_GIVEN REQUEST_.
Each entry below must be repeated word for word.

_RECORDS FOR THIS TASK_.
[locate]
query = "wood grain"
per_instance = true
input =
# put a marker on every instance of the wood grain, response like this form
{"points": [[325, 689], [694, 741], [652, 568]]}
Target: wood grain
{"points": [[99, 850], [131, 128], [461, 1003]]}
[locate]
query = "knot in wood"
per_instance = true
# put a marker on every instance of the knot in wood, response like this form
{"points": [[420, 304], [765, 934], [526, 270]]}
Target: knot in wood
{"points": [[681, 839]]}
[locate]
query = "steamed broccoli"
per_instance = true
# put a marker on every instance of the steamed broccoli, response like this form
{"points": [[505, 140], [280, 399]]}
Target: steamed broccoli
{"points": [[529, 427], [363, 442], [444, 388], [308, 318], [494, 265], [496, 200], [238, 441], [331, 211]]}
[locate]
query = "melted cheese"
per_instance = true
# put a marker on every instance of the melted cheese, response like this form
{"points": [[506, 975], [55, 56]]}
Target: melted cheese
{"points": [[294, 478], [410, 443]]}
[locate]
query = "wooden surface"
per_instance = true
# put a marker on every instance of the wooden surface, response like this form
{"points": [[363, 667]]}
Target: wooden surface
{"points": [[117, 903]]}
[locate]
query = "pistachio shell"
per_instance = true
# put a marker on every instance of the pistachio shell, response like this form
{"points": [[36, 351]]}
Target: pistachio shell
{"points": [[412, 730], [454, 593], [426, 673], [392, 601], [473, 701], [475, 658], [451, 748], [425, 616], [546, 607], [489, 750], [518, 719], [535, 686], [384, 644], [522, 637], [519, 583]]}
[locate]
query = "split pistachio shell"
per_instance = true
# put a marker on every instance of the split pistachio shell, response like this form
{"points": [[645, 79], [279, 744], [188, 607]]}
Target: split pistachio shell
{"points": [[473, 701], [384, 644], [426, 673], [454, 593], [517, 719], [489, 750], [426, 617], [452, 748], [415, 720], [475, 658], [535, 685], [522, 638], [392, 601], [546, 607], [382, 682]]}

_COMPLETED EXERCISE_.
[locate]
query = "wood grain"
per_instance = true
input =
# put a marker on every instance of the wood grain, response like this form
{"points": [[325, 689], [694, 741], [652, 568]]}
Target: wood grain
{"points": [[99, 850], [131, 128], [461, 1003]]}
[locate]
query = "knot in wood"
per_instance = true
# put a marker on every instance of the knot in wood, response like this form
{"points": [[420, 304], [765, 934], [526, 270]]}
Target: knot in wood
{"points": [[681, 839]]}
[locate]
query = "steamed broccoli"
per_instance = true
# put a marker on every instance of the steamed broccoli, response like this form
{"points": [[505, 140], [280, 399]]}
Target: steamed broccoli
{"points": [[529, 427], [363, 442], [444, 388], [308, 318], [494, 265], [496, 200], [238, 441], [331, 211]]}
[locate]
query = "melted cheese"
per_instance = true
# put a marker on every instance of the melted cheese, response like this form
{"points": [[506, 975], [55, 56]]}
Target: melted cheese
{"points": [[294, 478], [410, 443]]}
[locate]
query = "wooden surface"
per_instance = true
# put a marker on every instance of the wooden surface, response like this form
{"points": [[363, 667]]}
Target: wooden surface
{"points": [[117, 903]]}
[locate]
query = "pistachio shell"
per_instance = true
# put a marker on every instance of the pistachio shell, response like this form
{"points": [[36, 351]]}
Target: pistachio shell
{"points": [[412, 730], [454, 593], [426, 673], [392, 601], [473, 701], [475, 658], [451, 748], [425, 616], [546, 607], [489, 750], [518, 719], [535, 686], [384, 644], [522, 637], [519, 583]]}
[locate]
query = "split pistachio shell"
per_instance = true
# put a marker on every instance of the split pistachio shell, response like this form
{"points": [[645, 79], [279, 744], [188, 607]]}
Target: split pistachio shell
{"points": [[473, 701], [384, 644], [426, 673], [454, 593], [517, 719], [489, 750], [426, 617], [452, 748], [415, 720], [475, 658], [535, 685], [522, 638], [392, 601], [546, 607], [382, 682]]}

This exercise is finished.